◆ **Source passage**:
□ □ □ □ □ □ □
The reality for data science hiring is that several qualified people do not apply. Most applicants are lacking in skills or experience. Those who are qualified are already employed.
If you compare data science job openings on Indeed to people in data science on LinkedIn, you will see that there is an open job for every 2 employed data scientists. There’s little incentive to hop companies because there is a wink and a nod agreement in tech that prevents a price war for talent. If you look at industries like finance that don’t have the same collusion, you see experienced data scientist compensation packages running upwards of $300K per year which is why that industry isn’t having trouble attracting or retaining top talent.
Won’t Everything Even Out Eventually?
Conventional wisdom argues that this demand will incentivize more people to enter the field and that will stabilize the situation. There are 2 forces which will interfere with this natural direction of the market. The first is how long it takes to train a data scientist. The second is how quickly the field is evolving.
There are a lot of recent high school graduates who have the talent and inclination to enter the field. It will be about 6 – 8 years before they are ready to apply for their first data science job.
There are fewer, but still a significant number, of recent Bachelor’s graduates with the inclination to enter the field. It will be about 2 – 4 years before they are ready to apply for their first data science job.
There are significantly fewer Master’s and PhD. holders who are inclined to enter the field. It will be 1 – 2 years before they are ready to apply for their first data science job. They have career alternatives that are equally lucrative and do not require more training or experience to start. That means the best pool for bringing talent to the field rapidly has the least incentive to join.
The field is also evolving at a rapid pace. The skills aspiring data scientists are being trained on today will be different than what is considered current in a year or 2, let alone 3 – 6 years from now. A data scientist taking a year off from computer vision or natural language understanding work means taking a month or 2 to get back up to speed with the latest developments if they return to the niche.
I used to be competent across a broad spread of industries and use cases when it came to data science and machine learning. Every year the pace of change is forcing me into deeper specialization across fewer industries and significantly fewer use cases. I used to keep up with 8 different programming languages’ data science tools. Now I have pared down to 4. Specialization is not bad at all, but I want to drive home the point that those of us in the field spend a significant amount of time staying current with our niche(s). Those coming into the field have a hill to climb before they are ready to contribute at a high level.
□ □ □ □ □ □ □
◆ **Data extract**:
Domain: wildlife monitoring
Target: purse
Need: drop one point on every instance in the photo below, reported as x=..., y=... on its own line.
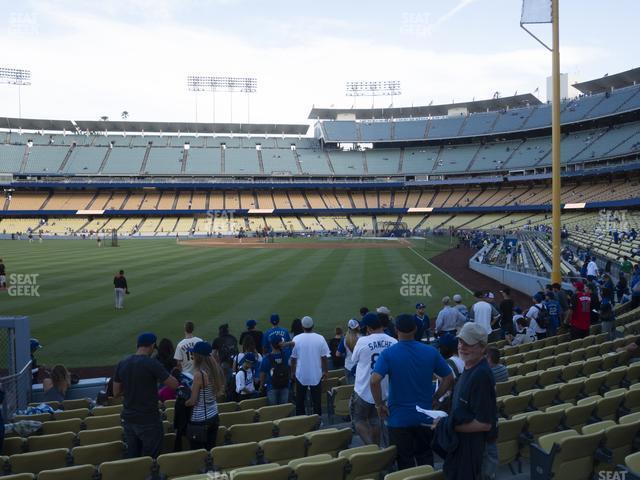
x=197, y=432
□ □ □ □ □ □ □
◆ **What is asked**:
Rewrite the data science hiring text, starting at "Conventional wisdom argues" and ending at "field is evolving.", and use "Popular opinion" in place of "Conventional wisdom". You won't need the listing for this.

◆ **Exercise result**:
Popular opinion argues that this demand will incentivize more people to enter the field and that will stabilize the situation. There are 2 forces which will interfere with this natural direction of the market. The first is how long it takes to train a data scientist. The second is how quickly the field is evolving.